• [Exercise brief]: Give an exact copy of every line, leaving images out.

• [Supplied material]:
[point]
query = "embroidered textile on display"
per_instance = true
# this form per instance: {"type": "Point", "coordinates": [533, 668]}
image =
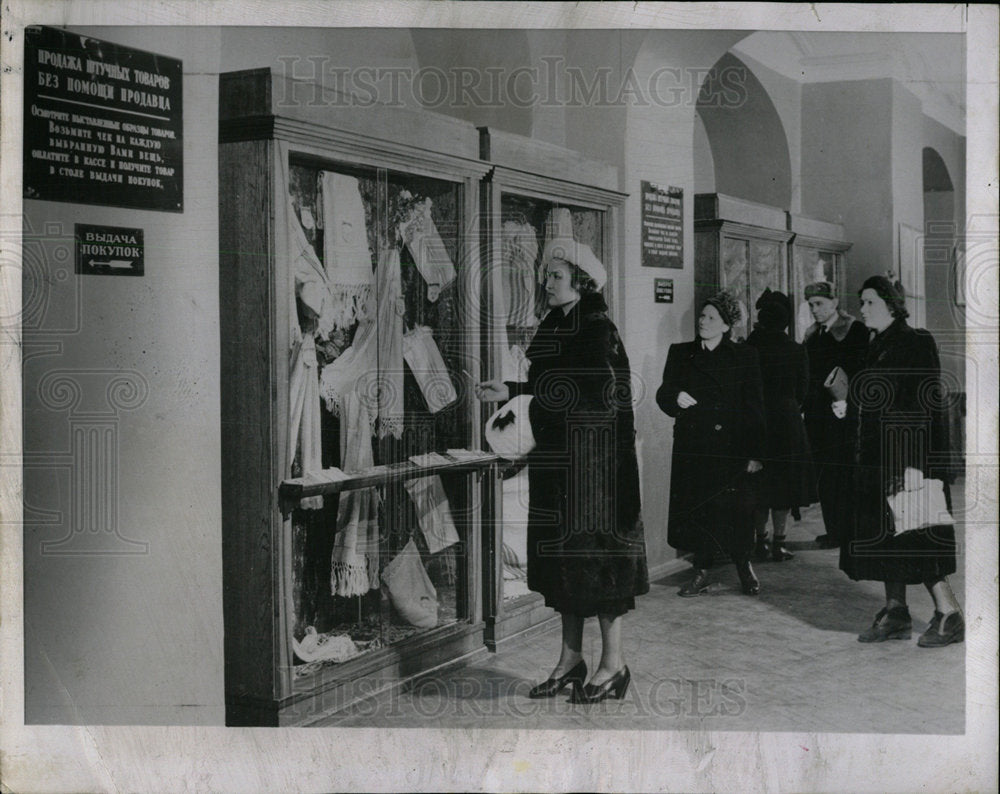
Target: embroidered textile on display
{"type": "Point", "coordinates": [372, 366]}
{"type": "Point", "coordinates": [354, 562]}
{"type": "Point", "coordinates": [309, 286]}
{"type": "Point", "coordinates": [429, 253]}
{"type": "Point", "coordinates": [424, 359]}
{"type": "Point", "coordinates": [346, 254]}
{"type": "Point", "coordinates": [433, 512]}
{"type": "Point", "coordinates": [519, 252]}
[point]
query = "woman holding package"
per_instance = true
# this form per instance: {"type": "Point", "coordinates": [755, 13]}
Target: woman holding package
{"type": "Point", "coordinates": [586, 552]}
{"type": "Point", "coordinates": [787, 481]}
{"type": "Point", "coordinates": [712, 387]}
{"type": "Point", "coordinates": [901, 428]}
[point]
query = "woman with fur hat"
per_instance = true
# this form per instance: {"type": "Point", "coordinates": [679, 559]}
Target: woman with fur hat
{"type": "Point", "coordinates": [788, 480]}
{"type": "Point", "coordinates": [712, 387]}
{"type": "Point", "coordinates": [586, 550]}
{"type": "Point", "coordinates": [902, 429]}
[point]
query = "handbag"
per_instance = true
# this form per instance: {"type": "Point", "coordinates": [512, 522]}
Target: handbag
{"type": "Point", "coordinates": [836, 383]}
{"type": "Point", "coordinates": [411, 591]}
{"type": "Point", "coordinates": [508, 431]}
{"type": "Point", "coordinates": [921, 503]}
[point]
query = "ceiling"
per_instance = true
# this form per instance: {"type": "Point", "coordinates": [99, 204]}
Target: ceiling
{"type": "Point", "coordinates": [930, 65]}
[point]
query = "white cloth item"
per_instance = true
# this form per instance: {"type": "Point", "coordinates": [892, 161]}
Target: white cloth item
{"type": "Point", "coordinates": [354, 562]}
{"type": "Point", "coordinates": [519, 250]}
{"type": "Point", "coordinates": [429, 253]}
{"type": "Point", "coordinates": [514, 364]}
{"type": "Point", "coordinates": [346, 254]}
{"type": "Point", "coordinates": [372, 367]}
{"type": "Point", "coordinates": [324, 647]}
{"type": "Point", "coordinates": [508, 430]}
{"type": "Point", "coordinates": [433, 512]}
{"type": "Point", "coordinates": [421, 354]}
{"type": "Point", "coordinates": [410, 589]}
{"type": "Point", "coordinates": [920, 504]}
{"type": "Point", "coordinates": [307, 284]}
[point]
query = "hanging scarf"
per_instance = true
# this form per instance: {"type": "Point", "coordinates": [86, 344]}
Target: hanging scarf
{"type": "Point", "coordinates": [346, 254]}
{"type": "Point", "coordinates": [372, 367]}
{"type": "Point", "coordinates": [428, 250]}
{"type": "Point", "coordinates": [354, 563]}
{"type": "Point", "coordinates": [308, 285]}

• [Response below]:
[point]
query = "embroidered textile on display"
per_instance = true
# this form per instance: {"type": "Point", "coordinates": [533, 668]}
image =
Target: embroidered textile on display
{"type": "Point", "coordinates": [372, 366]}
{"type": "Point", "coordinates": [354, 562]}
{"type": "Point", "coordinates": [309, 286]}
{"type": "Point", "coordinates": [429, 253]}
{"type": "Point", "coordinates": [424, 359]}
{"type": "Point", "coordinates": [346, 254]}
{"type": "Point", "coordinates": [433, 512]}
{"type": "Point", "coordinates": [519, 252]}
[point]
query = "woman holding package"
per_instance = true
# this form per instance: {"type": "Point", "coordinates": [755, 13]}
Target: woman holding package
{"type": "Point", "coordinates": [586, 552]}
{"type": "Point", "coordinates": [787, 481]}
{"type": "Point", "coordinates": [712, 387]}
{"type": "Point", "coordinates": [901, 428]}
[point]
query = "woman with fur hat"
per_instance = true
# this form per instance: {"type": "Point", "coordinates": [679, 559]}
Target: woman with fur hat
{"type": "Point", "coordinates": [788, 480]}
{"type": "Point", "coordinates": [712, 387]}
{"type": "Point", "coordinates": [586, 550]}
{"type": "Point", "coordinates": [902, 429]}
[point]
query = "handbag"
per_instance = true
# this form per instance: {"type": "Point", "coordinates": [512, 522]}
Target: handbag
{"type": "Point", "coordinates": [836, 383]}
{"type": "Point", "coordinates": [411, 591]}
{"type": "Point", "coordinates": [508, 431]}
{"type": "Point", "coordinates": [921, 503]}
[point]
query = "ceiling"
per_instance = true
# this form per instance: {"type": "Point", "coordinates": [99, 204]}
Target: ceiling
{"type": "Point", "coordinates": [930, 65]}
[point]
query = "white cloth item"
per_instance = true
# this form per instance: {"type": "Point", "coordinates": [892, 161]}
Target: white cloth item
{"type": "Point", "coordinates": [354, 562]}
{"type": "Point", "coordinates": [519, 250]}
{"type": "Point", "coordinates": [429, 253]}
{"type": "Point", "coordinates": [514, 364]}
{"type": "Point", "coordinates": [346, 254]}
{"type": "Point", "coordinates": [372, 367]}
{"type": "Point", "coordinates": [324, 647]}
{"type": "Point", "coordinates": [508, 430]}
{"type": "Point", "coordinates": [433, 512]}
{"type": "Point", "coordinates": [421, 354]}
{"type": "Point", "coordinates": [410, 589]}
{"type": "Point", "coordinates": [920, 504]}
{"type": "Point", "coordinates": [307, 284]}
[point]
query = "hanging scarf"
per_instance = true
# this form per instance: {"type": "Point", "coordinates": [86, 344]}
Target: hanging scarf
{"type": "Point", "coordinates": [346, 254]}
{"type": "Point", "coordinates": [372, 367]}
{"type": "Point", "coordinates": [428, 250]}
{"type": "Point", "coordinates": [354, 563]}
{"type": "Point", "coordinates": [308, 285]}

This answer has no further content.